Reproduce every one of the records below word for word, omitting the pictures.

══════════

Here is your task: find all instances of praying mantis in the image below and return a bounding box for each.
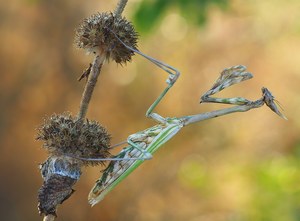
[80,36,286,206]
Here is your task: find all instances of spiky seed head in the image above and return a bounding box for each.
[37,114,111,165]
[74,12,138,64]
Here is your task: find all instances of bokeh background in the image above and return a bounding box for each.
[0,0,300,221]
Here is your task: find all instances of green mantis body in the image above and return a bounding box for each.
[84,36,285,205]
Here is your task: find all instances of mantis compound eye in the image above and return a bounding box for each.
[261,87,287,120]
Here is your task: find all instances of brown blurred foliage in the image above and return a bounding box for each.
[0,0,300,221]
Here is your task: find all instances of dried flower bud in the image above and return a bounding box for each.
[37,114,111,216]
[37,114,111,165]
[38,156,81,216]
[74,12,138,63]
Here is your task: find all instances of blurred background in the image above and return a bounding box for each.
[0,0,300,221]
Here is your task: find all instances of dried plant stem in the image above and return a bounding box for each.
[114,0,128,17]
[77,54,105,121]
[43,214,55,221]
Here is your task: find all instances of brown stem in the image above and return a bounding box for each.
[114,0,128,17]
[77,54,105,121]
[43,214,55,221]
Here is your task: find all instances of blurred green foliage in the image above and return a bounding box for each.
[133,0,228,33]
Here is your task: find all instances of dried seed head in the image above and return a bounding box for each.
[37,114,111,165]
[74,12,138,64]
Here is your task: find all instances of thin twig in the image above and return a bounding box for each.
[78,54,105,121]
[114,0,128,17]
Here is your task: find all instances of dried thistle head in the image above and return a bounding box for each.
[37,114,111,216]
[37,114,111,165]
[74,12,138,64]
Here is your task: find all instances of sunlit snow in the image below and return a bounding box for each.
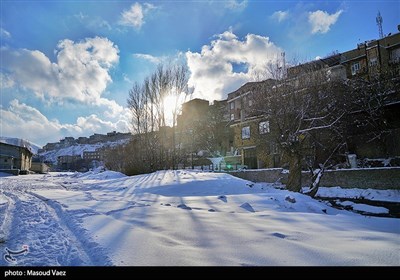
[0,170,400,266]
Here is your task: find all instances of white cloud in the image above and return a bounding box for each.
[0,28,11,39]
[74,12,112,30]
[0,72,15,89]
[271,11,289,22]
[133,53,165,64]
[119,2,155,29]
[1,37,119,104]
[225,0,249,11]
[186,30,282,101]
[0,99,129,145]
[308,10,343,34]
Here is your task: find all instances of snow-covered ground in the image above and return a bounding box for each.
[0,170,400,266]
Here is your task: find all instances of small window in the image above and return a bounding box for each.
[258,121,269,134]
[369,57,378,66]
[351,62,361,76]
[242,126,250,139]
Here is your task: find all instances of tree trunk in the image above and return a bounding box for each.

══════════

**SOLUTION**
Here is your task: find all instances of praying mantis in the image below and return a bounding box for each.
[80,36,286,206]
Here is your task: find all instances of spiky seed head in the image above and return a bounding box for each.
[37,114,111,165]
[74,12,138,64]
Here is your task: find all instances of bokeh background in the image above and return a bounding box for each.
[0,0,300,221]
Here is your task: find all instances of green mantis body in the image above and return a bounding box for each.
[84,36,285,205]
Here is your task: find all instances of mantis compound eye in the image above and return a bounding box for each.
[261,87,287,120]
Here is your task: find all instances of brown blurred foliage in the image above and return a bounding box for each.
[0,0,300,221]
Here is your task: find all instances of dried flower bud in the image above and return a bounding box for each.
[37,114,111,216]
[37,114,111,165]
[38,156,81,216]
[74,12,138,63]
Here is your task: find all instances of blurred background in the image above and return a bounding box for each.
[0,0,300,221]
Here is your task: find all instances of dried plant stem in the image above and return a bounding box for each.
[114,0,128,17]
[77,54,105,121]
[43,214,55,221]
Here is your task: find all instances of brown stem in the image above and return a bounding box for each.
[114,0,128,17]
[77,54,105,121]
[43,214,55,221]
Here is your task: find all instances of blurred green foliage in the image above and return a bounding box for each.
[133,0,228,33]
Here is your task: find all instances of dried seed head in the image above and return a bounding box for each.
[37,114,111,165]
[74,12,138,64]
Here is your task: find all instances of thin twig in the image above and return a bounding box for each.
[78,54,105,121]
[114,0,128,17]
Here is your task: find all instances of dried thistle head in the image above and return a bounding box for each.
[37,114,111,216]
[37,114,111,165]
[74,12,138,64]
Here is your task: find all instances of sunlit snow in the image below and return a bounding box for each.
[0,170,400,266]
Here is your task: find all instances of white cloud in the image above and return a bounding box for each.
[0,28,11,39]
[74,12,112,30]
[0,72,15,89]
[271,11,289,22]
[133,53,165,64]
[119,2,155,29]
[1,37,119,104]
[225,0,249,11]
[186,30,282,101]
[0,99,129,145]
[308,10,343,34]
Here is your task: find all instances of snow-covered ground in the image above and return a bounding box for each.
[0,170,400,266]
Here is your task: find all instances of small window in the image above and return a bounding box for each.
[258,121,269,134]
[369,57,378,66]
[351,62,361,76]
[242,126,250,139]
Here is your task: find all instances of tree trunk in the image above and return a bounding box for each.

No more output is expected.